Copy every record below, exactly as written.

[Extracted records]
** Begin **
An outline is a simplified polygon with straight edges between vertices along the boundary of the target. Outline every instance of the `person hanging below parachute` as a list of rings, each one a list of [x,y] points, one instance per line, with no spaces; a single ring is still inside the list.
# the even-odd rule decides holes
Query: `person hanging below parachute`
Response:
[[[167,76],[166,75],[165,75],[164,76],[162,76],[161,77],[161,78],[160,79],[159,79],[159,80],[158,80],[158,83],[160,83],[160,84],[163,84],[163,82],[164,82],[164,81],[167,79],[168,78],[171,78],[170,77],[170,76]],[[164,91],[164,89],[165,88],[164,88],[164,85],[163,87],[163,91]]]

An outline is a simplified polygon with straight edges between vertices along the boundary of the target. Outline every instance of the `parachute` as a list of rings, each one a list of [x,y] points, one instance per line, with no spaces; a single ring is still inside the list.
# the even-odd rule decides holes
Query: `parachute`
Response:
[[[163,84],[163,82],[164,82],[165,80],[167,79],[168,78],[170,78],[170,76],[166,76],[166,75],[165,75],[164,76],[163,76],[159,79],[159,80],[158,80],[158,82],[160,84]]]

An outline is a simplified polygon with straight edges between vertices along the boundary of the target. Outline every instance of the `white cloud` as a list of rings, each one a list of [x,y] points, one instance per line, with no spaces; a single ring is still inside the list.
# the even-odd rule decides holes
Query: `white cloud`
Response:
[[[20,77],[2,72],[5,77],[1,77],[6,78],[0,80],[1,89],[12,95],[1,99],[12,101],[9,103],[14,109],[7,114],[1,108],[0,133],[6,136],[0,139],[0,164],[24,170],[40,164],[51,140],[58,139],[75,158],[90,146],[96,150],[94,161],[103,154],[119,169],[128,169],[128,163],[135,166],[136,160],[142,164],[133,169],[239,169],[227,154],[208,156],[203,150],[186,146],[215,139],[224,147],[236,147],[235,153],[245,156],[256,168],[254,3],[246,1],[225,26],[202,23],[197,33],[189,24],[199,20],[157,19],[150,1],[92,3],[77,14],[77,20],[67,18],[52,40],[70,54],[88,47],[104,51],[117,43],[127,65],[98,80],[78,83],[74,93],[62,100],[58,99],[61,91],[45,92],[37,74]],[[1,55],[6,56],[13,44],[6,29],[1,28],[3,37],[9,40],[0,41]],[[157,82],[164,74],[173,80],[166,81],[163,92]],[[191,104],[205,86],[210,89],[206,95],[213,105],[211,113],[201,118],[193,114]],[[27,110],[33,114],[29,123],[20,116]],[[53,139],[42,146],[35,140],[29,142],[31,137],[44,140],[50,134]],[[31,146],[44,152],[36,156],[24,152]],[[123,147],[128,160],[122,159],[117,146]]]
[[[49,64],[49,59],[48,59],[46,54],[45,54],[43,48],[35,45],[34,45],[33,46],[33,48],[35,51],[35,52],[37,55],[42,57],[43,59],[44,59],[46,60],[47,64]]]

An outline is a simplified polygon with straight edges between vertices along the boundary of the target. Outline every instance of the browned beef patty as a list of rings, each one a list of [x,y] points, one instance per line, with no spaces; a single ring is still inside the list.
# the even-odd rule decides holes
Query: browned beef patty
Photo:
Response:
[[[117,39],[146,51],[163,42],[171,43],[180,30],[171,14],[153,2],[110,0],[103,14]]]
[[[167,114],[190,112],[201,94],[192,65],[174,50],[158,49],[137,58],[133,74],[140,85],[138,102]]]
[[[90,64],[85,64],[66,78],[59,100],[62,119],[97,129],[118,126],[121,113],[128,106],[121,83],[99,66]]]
** End **
**ANSWER FOR THIS EXERCISE**
An outline is a simplified polygon with straight edges between vertices along the boundary of the target. Outline every instance of the `person hanging below parachute` as a list of rings, each one a list of [x,y] points, one instance per line, with no spaces; a single ring is still inside the list.
# the even-odd rule decides holes
Query: `person hanging below parachute`
Response:
[[[167,76],[166,75],[165,75],[164,76],[162,76],[161,77],[161,78],[160,79],[159,79],[159,80],[158,80],[158,83],[160,83],[160,84],[163,84],[163,82],[164,82],[164,81],[167,79],[168,78],[171,78],[170,77],[170,76]],[[164,91],[164,89],[165,88],[164,88],[164,85],[163,87],[163,91]]]

An outline is a simplified polygon with straight edges between vertices along the boundary of the target. Outline every instance of the `parachute` as a list of rings, each one a list of [x,y] points, one instance per line, with no spaces; a single ring is still inside the list.
# the even-odd rule decides holes
Query: `parachute`
Response:
[[[163,84],[163,82],[164,82],[165,80],[167,79],[168,78],[170,78],[170,76],[166,76],[166,75],[165,75],[164,76],[163,76],[159,79],[159,80],[158,80],[158,82],[160,84]]]

An outline is a simplified polygon with straight edges between vertices along the boundary of the target. Outline every instance of the `white cloud` as a list of rings, each one a list of [x,y] points, one instance per line, with no spaces; a single ring is still inside the list.
# the even-odd rule decides holes
Query: `white cloud`
Response:
[[[20,77],[2,72],[5,77],[1,77],[6,78],[0,80],[1,89],[12,95],[1,99],[12,101],[9,103],[14,109],[7,114],[1,108],[0,133],[6,136],[0,139],[0,164],[24,170],[40,164],[51,140],[58,139],[75,158],[90,146],[96,150],[94,161],[103,154],[119,169],[128,169],[128,163],[135,166],[136,160],[142,164],[133,169],[239,169],[227,154],[208,156],[203,150],[186,146],[215,139],[224,147],[236,147],[235,153],[245,156],[256,168],[254,3],[246,1],[225,26],[202,23],[197,33],[189,24],[199,20],[157,19],[150,1],[92,3],[77,14],[77,20],[67,18],[52,40],[70,54],[88,47],[104,51],[117,43],[127,65],[98,80],[78,83],[74,93],[62,100],[58,99],[61,91],[45,92],[37,74]],[[1,55],[6,56],[13,44],[6,29],[1,28],[3,37],[9,40],[0,41]],[[157,82],[164,74],[173,80],[166,81],[163,92]],[[191,104],[205,86],[210,89],[206,95],[213,105],[211,113],[201,118],[193,114]],[[27,110],[33,114],[29,123],[20,116]],[[53,139],[42,146],[35,140],[29,142],[31,137],[44,140],[50,134]],[[31,146],[44,152],[36,156],[24,152]],[[123,147],[128,160],[122,159],[117,146]]]
[[[49,64],[49,59],[48,59],[46,54],[45,54],[43,48],[35,45],[34,45],[33,46],[33,48],[35,51],[35,52],[37,55],[42,57],[43,59],[44,59],[46,60],[47,64]]]

An outline is a simplified polygon with straight edges between vertices along the boundary of the target. Outline every instance of the browned beef patty as a list of rings, each one a list of [x,y] points, one instance per line, with no spaces; a single ring is still inside the list.
# the even-odd rule decides holes
Query: browned beef patty
Photo:
Response:
[[[117,39],[146,51],[163,42],[171,43],[180,30],[171,14],[153,2],[110,0],[103,14]]]
[[[167,114],[190,112],[201,94],[192,65],[174,50],[158,49],[137,58],[133,74],[140,85],[138,102]]]
[[[90,64],[85,64],[66,78],[59,100],[62,119],[97,129],[118,126],[121,113],[128,106],[121,83],[99,66]]]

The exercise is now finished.